READING TEXT =>

━━━━

Pomona, KS Tornado Hits Dinner Theater Showboat, June 1978
POMONA TRAGEDY HISTORY FOR KANSAS.
Pomona, Kan. (AP) -- Only fate is to blame for the bizarre, tragic meeting of a mini-tornado and a dinner theater showboat that left 15 persons dead in the worst boating accident in Kansas history, according to officials.
It began when the Whippoorwill excursion boat pulled away from the dock at Lake Pomona under clear skies shortly before 7 p.m. Saturday.
At almost the same time, weathr forecasters in Kansas City, Mo., studying satellite photographs and radar, decided the severe thunderstorms were developing along a cold front moving across Kansas.
They issued a severe thunderstorm watch at 7 p.m., according to Warren Sunkel of the National Weather Service. in Topeka.
But the Whippoorwill, loaded with 47 passengers and 13 crew members, was already on its way.
The twister formed on the Dragoon Creek branch of the lake, according to the weather service, and entered the main channel where it created a "Poseidon Adventure" for those aboard.
Earlier reports indicated 59 persons were aboard, but the Kansas Highway Patrol revised the firure after a woman passenger called to say she was on the boat but had made her way safely to shore.
"By the time we noticed it coming, we had less than two minutes," said BRUCE ROGERS, owner of the boat. "I told the pilot to head for the south shore as quickly as possible. I went below and told the engineer to go full speed ahead."
He said he was just opening the life jacket compartment when the storm hit, capsizing the 65-foot-long boat.
LAWRENCE STADEL, owner of the nearby Lighthouse Bay Marina, saw the Whippoorwill go over about 100 yards from shore and rushed to the scene where he puled two from beneath the craft.

━━━━

DATA BLOCK =>
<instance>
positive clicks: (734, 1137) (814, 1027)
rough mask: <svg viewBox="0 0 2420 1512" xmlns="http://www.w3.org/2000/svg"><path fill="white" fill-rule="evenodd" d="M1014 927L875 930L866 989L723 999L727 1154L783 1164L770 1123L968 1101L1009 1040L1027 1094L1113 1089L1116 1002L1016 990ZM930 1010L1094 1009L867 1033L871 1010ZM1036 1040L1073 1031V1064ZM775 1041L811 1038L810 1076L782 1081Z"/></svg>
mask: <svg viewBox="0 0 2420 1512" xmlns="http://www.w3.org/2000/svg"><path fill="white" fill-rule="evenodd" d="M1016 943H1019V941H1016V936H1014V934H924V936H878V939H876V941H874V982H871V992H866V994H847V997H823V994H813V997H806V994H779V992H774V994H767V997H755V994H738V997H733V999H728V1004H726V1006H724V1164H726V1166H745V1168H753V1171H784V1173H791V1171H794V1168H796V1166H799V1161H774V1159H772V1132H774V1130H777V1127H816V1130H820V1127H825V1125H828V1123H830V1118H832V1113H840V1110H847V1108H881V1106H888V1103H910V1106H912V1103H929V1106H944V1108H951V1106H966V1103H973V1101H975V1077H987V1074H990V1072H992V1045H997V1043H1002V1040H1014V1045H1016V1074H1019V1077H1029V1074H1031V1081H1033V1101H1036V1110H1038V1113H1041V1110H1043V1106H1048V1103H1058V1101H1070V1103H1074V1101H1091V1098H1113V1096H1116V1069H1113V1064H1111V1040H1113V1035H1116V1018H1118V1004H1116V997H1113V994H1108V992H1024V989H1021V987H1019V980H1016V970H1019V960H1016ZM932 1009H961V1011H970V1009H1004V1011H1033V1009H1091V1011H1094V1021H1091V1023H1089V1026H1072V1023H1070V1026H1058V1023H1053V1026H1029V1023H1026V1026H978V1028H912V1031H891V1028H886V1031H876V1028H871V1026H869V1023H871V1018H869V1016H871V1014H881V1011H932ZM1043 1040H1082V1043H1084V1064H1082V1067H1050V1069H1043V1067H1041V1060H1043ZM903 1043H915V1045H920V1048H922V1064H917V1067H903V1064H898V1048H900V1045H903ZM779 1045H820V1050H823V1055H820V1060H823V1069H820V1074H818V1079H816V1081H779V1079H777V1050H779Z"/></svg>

━━━━

TASKS TO COMPLETE =>
1. Decide whether each statement agrees with the tornado article, and give yes or no with the deciding words quoted from it: (a) The Whippoorwill left the dock under clear skies. (b) The capsized boat was 85 feet long. (c) Lawrence Stadel owned the Whippoorwill.
2. Copy word for word the part of the tornado article that runs from "The twister formed" down to "the 65-foot-long boat.".
The lines above are separate material from the tornado article.

ANSWERS TO THE EXERCISE =>
1.
(a) Yes: "pulled away from the dock at Lake Pomona under clear skies shortly before 7 p.m. Saturday"
(b) No: "capsizing the 65-foot-long boat"
(c) No: "LAWRENCE STADEL, owner of the nearby Lighthouse Bay Marina" and "BRUCE ROGERS, owner of the boat"

2.
The twister formed on the Dragoon Creek branch of the lake, according to the weather service, and entered the main channel where it created a "Poseidon Adventure" for those aboard.
Earlier reports indicated 59 persons were aboard, but the Kansas Highway Patrol revised the firure after a woman passenger called to say she was on the boat but had made her way safely to shore.
"By the time we noticed it coming, we had less than two minutes," said BRUCE ROGERS, owner of the boat. "I told the pilot to head for the south shore as quickly as possible. I went below and told the engineer to go full speed ahead."
He said he was just opening the life jacket compartment when the storm hit, capsizing the 65-foot-long boat.